REQUIRED ACTION: From the first line to the last, return the data exactly, with no pictures.

Natural-language object grounding data:
********************
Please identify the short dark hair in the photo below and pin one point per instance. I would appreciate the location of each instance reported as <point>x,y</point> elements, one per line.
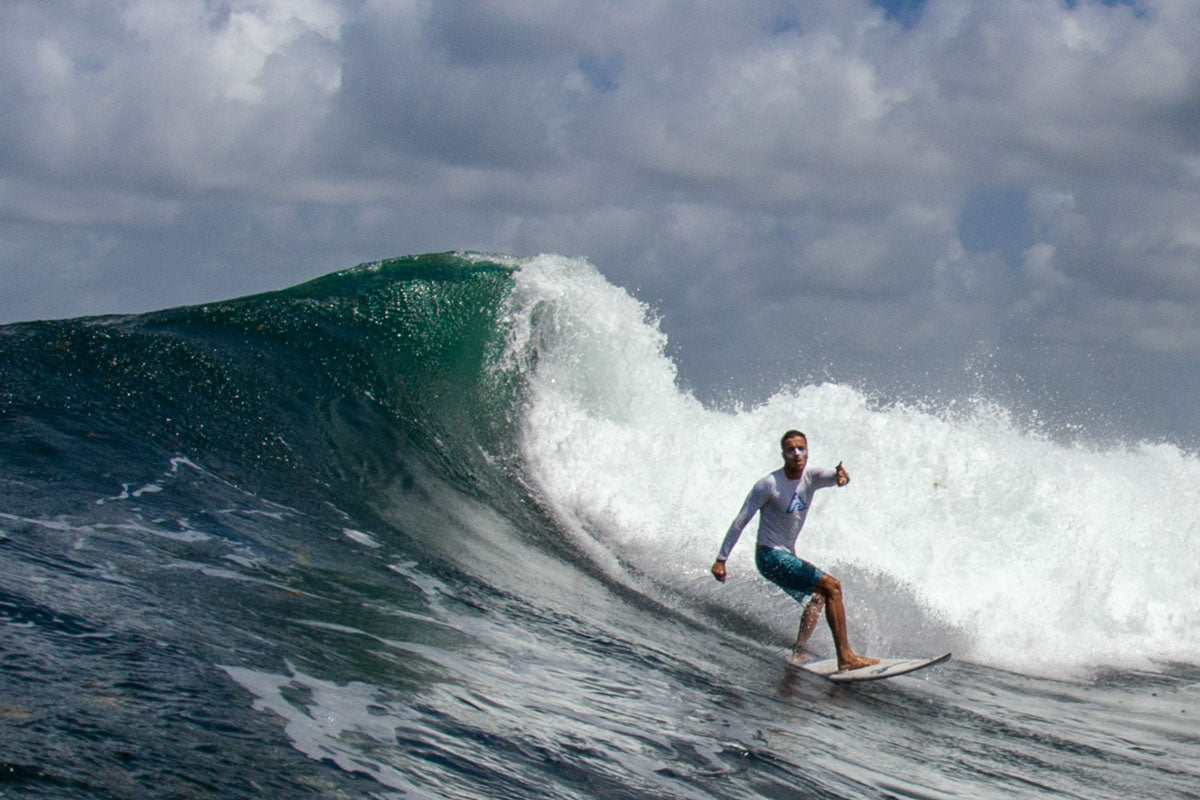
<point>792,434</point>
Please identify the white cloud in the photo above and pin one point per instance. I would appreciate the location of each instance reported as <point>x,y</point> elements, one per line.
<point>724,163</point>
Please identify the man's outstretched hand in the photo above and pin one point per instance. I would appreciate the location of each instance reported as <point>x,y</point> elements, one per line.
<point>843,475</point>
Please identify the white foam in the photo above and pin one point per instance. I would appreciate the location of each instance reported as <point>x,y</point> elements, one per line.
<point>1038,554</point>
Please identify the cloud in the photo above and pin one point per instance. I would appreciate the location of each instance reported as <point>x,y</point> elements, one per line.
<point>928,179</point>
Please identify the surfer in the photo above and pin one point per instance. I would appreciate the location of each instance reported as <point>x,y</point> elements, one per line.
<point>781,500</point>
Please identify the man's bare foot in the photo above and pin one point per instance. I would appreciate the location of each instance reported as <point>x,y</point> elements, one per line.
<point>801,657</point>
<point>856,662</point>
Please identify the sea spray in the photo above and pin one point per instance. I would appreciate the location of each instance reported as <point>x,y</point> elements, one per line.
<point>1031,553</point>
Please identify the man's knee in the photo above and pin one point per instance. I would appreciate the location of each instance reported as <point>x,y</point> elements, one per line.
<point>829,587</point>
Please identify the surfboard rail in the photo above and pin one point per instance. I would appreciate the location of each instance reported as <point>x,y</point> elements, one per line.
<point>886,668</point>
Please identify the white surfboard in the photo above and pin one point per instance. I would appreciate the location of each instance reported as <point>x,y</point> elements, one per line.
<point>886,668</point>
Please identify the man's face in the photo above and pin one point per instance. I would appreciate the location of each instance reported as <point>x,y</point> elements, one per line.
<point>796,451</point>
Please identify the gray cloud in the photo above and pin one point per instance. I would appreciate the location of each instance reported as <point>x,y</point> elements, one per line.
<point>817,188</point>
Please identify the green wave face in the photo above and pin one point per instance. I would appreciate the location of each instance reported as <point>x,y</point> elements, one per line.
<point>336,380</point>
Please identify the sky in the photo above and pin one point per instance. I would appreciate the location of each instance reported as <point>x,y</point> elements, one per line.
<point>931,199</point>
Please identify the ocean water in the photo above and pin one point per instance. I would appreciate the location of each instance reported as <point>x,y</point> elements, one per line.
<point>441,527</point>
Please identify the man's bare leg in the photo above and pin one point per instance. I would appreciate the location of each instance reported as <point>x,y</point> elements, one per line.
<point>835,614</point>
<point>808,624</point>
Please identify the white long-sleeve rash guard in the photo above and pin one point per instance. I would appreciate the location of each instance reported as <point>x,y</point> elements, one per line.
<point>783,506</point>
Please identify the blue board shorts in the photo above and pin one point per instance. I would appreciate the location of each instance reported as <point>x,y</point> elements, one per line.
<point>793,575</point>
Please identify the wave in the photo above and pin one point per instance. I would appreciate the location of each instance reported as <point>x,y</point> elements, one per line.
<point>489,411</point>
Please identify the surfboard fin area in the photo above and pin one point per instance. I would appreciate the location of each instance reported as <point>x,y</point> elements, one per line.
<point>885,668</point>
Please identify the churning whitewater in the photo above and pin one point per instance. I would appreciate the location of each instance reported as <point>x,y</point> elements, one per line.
********************
SOLVED EXERCISE:
Please identify the short dark hair in the photo below and pin one point per instance. I would appreciate the location of each instance reported as <point>x,y</point> elements, one per line.
<point>792,434</point>
Please identify the white cloud in the photo above and pin one point per instance. I would appreciate the location of each instance reported as <point>x,y</point> elements, one per line.
<point>724,163</point>
Please identify the man's outstretched hand in the photo above and pin one point per instance. I would appreciate the location of each instance reported as <point>x,y</point> elements, one per line.
<point>843,475</point>
Please identify the white foam in the photo above and pin one point per instance. I would appreciate the location of each instance reported as <point>x,y</point> elements, one per line.
<point>1038,554</point>
Please identify the cloud in the photo above and pin one point per instance. I would appreciate the location of each instance reported as <point>x,y</point> elements, one per line.
<point>928,179</point>
Please identify the surfer in the photo above and pin one point per instance. I would appreciate the location of each instance reported as <point>x,y</point> elements, one per line.
<point>781,500</point>
Please identify the man's bare foot in the photo above and pin one point per instance. I would appreciate the location of each instance reported as <point>x,y</point> elements, one per line.
<point>801,657</point>
<point>856,662</point>
Please identify the sea spray in the photo above and pin one point per instance. I would appreciate the location of each instance reported as <point>x,y</point> elements, one per line.
<point>1031,553</point>
Please identify the man's knee in the photo above and pin one point per instance. I would appreciate the location of each instance reported as <point>x,y</point> elements, one per line.
<point>829,587</point>
Please identify the surfboard rail in the photo above and pin one point per instance. I would appreciate the location of each instance reported as <point>x,y</point> elements, one per line.
<point>886,668</point>
Please identify the white surfboard in the photo above and pin one point per instance. I would appreciate the location of each instance reported as <point>x,y</point> elements, one per line.
<point>886,668</point>
Please identify the man's face in the photo above and pin one point per instance. I would appreciate the location of each instance reported as <point>x,y</point> elements, one per line.
<point>796,451</point>
Please identify the gray cloud in the photo above and pin one point per instance. I would appreciate the location of each instance reported as <point>x,y</point> elements, one per line.
<point>817,188</point>
Please identify the green wave face in the photo above and pin one point per instance. I would appreciate the location of each instance reported as <point>x,y</point> elements, one per line.
<point>336,380</point>
Please identify the sky in the photo above and pin one point per instance. I would appreciate the location of each instance reported as <point>x,y</point> elements, one per line.
<point>931,199</point>
Please identify the ocean water in the photo above and pin one point per instance. I would appreciate the location of each instance reported as <point>x,y</point> elements, one per line.
<point>441,527</point>
Please identify the man's bare leg in the photo above and pin one point per instance. I would appreciate the location of each instance reported as <point>x,y</point> elements, one per line.
<point>835,614</point>
<point>808,624</point>
Please identify the white long-sleeve rash guard in the photo above and pin one point per instance. I would appreciate the location of each instance reported as <point>x,y</point> elements, one per line.
<point>783,506</point>
Please identify the blue board shorts in the photo above and pin one point per instance. I would appreciate the location of each instance reported as <point>x,y</point> elements, one per line.
<point>793,575</point>
Please identify the wave in the photo above and pin one point per instance. I would appreciate the location of each instance reported as <point>x,y</point> elements, one per line.
<point>489,411</point>
Please identify the surfboard fin area in the photo above and pin one point per instance. I would appreciate the location of each instance reported as <point>x,y</point> elements, one per line.
<point>885,668</point>
Please identify the churning whitewater in the photo above and pin one point per instance. I would appreciate the location of each instance reported as <point>x,y</point> elements, one per line.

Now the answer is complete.